EXERCISE AIM:
Identify each line in the entries below that contains the word "rifle", and copy those lines in order.

RECORDS SUPPLIED:
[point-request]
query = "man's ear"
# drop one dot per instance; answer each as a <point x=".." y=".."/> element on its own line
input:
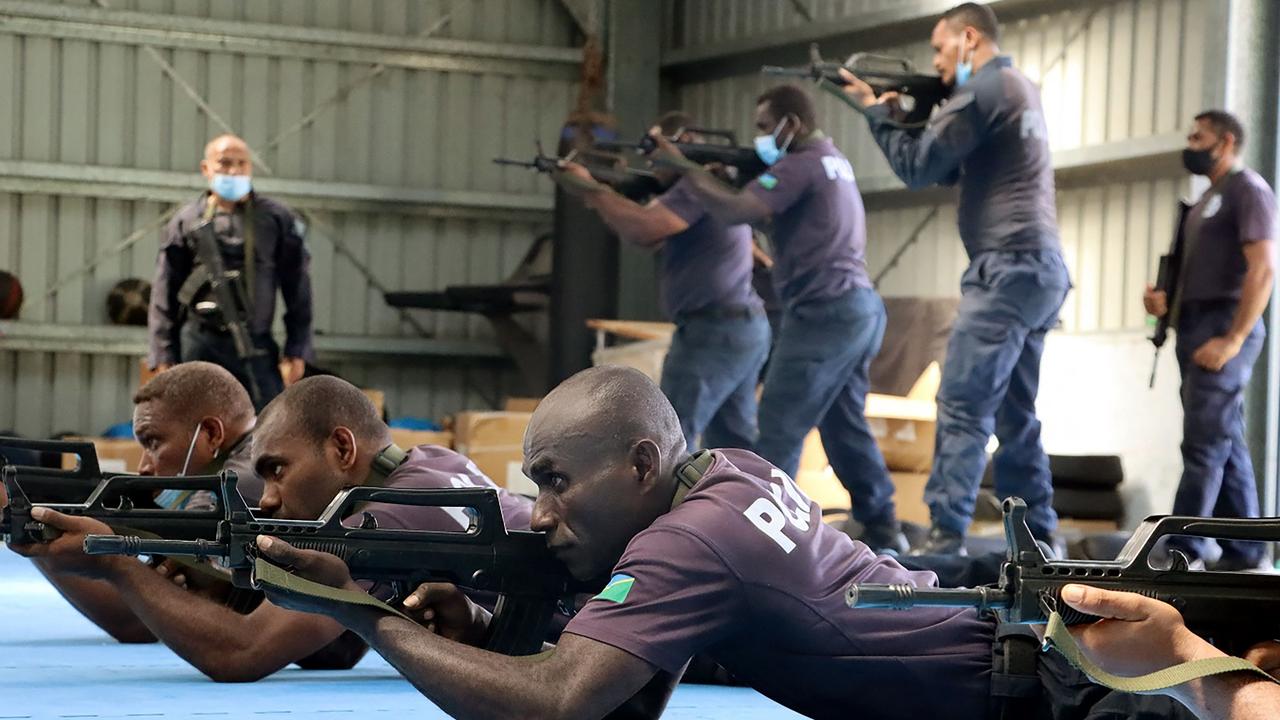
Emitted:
<point x="647" y="463"/>
<point x="346" y="450"/>
<point x="216" y="432"/>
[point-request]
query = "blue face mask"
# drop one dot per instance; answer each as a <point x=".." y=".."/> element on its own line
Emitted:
<point x="767" y="145"/>
<point x="232" y="188"/>
<point x="964" y="69"/>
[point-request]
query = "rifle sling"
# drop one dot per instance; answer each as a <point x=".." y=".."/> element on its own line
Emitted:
<point x="1057" y="636"/>
<point x="250" y="253"/>
<point x="273" y="578"/>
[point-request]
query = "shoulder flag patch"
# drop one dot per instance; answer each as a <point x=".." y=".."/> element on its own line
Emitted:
<point x="617" y="589"/>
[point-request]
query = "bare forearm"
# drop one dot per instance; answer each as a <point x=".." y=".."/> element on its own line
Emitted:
<point x="471" y="683"/>
<point x="1232" y="697"/>
<point x="101" y="604"/>
<point x="1255" y="295"/>
<point x="215" y="639"/>
<point x="465" y="682"/>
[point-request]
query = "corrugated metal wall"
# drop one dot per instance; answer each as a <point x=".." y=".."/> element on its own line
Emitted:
<point x="1134" y="74"/>
<point x="425" y="123"/>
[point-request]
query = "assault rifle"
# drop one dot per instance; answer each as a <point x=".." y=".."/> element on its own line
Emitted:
<point x="227" y="304"/>
<point x="743" y="164"/>
<point x="631" y="182"/>
<point x="487" y="556"/>
<point x="1234" y="610"/>
<point x="53" y="484"/>
<point x="919" y="92"/>
<point x="1168" y="274"/>
<point x="124" y="502"/>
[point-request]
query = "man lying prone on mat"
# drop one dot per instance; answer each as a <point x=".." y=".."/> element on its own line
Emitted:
<point x="318" y="437"/>
<point x="195" y="419"/>
<point x="717" y="554"/>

ANSWER:
query = "rifle sling"
query = "assault rifle"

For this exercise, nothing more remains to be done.